Goal of the exercise
Return every line of the records that contains the word "window", matching case exactly.

The records

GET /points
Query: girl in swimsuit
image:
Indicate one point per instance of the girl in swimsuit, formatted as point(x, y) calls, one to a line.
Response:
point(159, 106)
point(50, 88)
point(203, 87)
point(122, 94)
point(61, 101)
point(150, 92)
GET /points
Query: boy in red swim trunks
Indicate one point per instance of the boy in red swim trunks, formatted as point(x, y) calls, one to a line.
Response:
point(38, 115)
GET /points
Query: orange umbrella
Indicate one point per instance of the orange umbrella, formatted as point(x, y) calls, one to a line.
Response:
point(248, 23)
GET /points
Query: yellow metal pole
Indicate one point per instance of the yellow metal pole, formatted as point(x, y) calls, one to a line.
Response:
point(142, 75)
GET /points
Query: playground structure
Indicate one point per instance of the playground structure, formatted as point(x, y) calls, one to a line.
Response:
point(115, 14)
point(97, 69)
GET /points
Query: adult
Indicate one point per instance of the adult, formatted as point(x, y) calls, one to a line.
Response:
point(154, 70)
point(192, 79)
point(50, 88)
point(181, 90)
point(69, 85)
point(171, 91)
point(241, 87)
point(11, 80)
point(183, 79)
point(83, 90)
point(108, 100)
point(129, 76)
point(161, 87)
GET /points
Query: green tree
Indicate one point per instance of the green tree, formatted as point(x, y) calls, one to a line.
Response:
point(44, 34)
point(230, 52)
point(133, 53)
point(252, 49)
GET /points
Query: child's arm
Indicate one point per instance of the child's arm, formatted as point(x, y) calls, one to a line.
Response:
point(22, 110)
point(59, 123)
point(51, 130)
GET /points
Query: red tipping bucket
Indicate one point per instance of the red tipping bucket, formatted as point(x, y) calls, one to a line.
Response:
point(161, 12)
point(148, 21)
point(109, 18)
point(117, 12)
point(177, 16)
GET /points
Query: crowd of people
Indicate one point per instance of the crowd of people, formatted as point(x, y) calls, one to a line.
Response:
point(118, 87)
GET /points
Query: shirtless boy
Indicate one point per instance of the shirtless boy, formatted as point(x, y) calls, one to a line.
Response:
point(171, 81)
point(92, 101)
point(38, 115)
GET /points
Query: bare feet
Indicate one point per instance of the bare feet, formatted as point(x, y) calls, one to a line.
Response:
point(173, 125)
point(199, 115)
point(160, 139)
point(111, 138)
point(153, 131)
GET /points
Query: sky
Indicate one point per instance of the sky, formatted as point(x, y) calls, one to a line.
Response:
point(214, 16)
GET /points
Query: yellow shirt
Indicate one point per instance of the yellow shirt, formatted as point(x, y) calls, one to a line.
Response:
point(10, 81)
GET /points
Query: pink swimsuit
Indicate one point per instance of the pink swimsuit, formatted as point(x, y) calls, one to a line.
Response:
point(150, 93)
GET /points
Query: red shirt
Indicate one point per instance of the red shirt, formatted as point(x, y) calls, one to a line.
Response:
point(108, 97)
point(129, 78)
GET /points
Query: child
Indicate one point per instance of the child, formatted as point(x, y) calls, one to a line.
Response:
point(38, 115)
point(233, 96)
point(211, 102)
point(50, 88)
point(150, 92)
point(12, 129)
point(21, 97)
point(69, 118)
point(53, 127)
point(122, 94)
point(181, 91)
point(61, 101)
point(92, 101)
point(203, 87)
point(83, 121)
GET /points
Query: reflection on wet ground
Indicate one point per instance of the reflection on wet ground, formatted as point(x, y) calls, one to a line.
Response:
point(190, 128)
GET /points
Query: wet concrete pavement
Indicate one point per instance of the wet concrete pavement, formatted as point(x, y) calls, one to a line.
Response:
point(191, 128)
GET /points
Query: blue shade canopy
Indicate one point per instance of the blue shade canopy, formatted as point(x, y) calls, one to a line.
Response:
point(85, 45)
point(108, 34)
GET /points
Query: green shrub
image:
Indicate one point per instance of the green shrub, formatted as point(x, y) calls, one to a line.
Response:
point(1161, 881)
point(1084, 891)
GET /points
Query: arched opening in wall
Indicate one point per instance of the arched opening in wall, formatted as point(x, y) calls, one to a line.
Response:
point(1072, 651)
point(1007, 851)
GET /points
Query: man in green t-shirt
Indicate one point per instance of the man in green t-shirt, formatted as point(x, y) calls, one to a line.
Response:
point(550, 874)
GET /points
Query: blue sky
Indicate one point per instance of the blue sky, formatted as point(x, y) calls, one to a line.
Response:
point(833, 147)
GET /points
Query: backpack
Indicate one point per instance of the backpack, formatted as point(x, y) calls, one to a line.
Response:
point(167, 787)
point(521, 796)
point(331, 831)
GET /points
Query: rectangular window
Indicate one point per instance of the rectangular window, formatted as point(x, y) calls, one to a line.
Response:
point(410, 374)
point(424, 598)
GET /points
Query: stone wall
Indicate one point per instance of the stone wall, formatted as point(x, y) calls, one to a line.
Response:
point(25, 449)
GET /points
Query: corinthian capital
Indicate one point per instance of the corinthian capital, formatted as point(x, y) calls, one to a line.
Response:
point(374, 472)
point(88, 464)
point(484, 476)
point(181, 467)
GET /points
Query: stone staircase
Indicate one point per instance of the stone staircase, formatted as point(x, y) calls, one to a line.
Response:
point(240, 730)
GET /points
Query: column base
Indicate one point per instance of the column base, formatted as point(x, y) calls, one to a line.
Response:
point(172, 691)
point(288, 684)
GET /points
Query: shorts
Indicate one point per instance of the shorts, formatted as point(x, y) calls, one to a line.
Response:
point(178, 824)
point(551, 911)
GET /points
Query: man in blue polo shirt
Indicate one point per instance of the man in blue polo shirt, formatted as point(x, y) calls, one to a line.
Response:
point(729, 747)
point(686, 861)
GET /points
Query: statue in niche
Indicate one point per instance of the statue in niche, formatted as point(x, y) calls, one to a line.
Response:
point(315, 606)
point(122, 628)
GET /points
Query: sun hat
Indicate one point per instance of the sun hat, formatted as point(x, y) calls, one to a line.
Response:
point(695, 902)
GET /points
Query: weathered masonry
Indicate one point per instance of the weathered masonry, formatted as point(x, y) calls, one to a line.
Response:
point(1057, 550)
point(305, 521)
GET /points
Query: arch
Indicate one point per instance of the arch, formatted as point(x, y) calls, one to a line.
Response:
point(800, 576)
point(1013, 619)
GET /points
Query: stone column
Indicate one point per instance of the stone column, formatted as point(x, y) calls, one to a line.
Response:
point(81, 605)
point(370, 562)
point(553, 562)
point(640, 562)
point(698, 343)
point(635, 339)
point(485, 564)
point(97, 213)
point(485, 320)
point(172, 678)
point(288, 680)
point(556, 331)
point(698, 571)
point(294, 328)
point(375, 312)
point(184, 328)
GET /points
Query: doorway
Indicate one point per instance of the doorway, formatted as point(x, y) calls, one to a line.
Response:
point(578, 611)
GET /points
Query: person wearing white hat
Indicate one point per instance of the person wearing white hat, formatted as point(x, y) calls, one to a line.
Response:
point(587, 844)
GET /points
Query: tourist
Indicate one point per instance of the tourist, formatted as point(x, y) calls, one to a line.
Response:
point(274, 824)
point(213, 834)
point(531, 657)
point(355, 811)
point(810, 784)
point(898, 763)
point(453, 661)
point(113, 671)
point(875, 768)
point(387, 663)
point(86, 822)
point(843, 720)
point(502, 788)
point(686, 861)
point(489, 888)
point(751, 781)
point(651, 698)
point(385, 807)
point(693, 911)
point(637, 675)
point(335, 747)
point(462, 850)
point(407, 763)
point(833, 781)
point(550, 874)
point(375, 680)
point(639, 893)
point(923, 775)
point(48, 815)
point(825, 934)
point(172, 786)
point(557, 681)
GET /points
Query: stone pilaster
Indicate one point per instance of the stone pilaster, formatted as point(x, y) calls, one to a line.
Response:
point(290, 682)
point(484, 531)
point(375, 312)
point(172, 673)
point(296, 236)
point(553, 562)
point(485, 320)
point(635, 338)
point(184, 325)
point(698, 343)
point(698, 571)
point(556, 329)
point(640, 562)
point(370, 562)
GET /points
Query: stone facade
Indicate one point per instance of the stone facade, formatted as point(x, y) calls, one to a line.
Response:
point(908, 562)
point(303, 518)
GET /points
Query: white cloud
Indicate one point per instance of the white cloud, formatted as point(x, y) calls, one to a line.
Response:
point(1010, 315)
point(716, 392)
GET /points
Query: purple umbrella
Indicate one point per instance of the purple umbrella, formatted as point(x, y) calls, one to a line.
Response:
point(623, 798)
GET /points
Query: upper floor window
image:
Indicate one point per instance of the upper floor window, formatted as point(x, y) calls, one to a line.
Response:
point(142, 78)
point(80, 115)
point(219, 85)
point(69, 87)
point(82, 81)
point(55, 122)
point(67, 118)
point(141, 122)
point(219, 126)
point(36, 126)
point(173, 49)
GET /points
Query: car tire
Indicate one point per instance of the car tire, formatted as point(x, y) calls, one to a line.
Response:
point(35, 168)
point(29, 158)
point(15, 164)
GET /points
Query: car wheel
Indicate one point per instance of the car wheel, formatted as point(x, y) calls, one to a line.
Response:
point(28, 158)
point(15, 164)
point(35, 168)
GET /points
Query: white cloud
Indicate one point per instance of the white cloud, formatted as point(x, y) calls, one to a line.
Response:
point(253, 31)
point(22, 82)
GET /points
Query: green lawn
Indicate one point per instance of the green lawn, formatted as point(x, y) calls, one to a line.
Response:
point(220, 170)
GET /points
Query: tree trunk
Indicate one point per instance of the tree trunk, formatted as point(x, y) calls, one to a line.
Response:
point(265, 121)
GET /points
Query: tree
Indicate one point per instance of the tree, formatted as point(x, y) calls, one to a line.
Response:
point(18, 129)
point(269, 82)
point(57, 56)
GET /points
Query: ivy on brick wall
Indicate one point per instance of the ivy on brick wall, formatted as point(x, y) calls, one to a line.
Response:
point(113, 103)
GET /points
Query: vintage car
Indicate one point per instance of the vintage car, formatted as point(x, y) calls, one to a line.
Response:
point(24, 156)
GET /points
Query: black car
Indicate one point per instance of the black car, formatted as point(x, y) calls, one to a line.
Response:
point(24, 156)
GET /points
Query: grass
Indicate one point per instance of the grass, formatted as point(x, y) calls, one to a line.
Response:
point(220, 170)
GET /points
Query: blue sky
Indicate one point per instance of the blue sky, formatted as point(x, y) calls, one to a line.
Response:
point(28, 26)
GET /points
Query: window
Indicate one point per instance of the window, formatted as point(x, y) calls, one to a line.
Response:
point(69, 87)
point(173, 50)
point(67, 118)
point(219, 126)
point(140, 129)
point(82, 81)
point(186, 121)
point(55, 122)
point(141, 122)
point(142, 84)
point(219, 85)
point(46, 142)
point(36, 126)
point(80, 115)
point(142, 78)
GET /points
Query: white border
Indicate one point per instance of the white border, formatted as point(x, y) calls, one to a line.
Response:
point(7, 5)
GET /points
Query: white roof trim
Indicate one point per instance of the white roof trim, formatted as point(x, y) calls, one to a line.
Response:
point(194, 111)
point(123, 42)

Complete response
Query: rectangular window
Indicate one point per instance of the rectangular window, formatted as point(x, y) calls, one to a line.
Query: upper floor window
Indicate one point per instance of the upper floor window, formatted as point(x, y) calls, one to a line.
Query: window
Indicate one point per instance of the window, formatted as point(x, y) calls, one to a line.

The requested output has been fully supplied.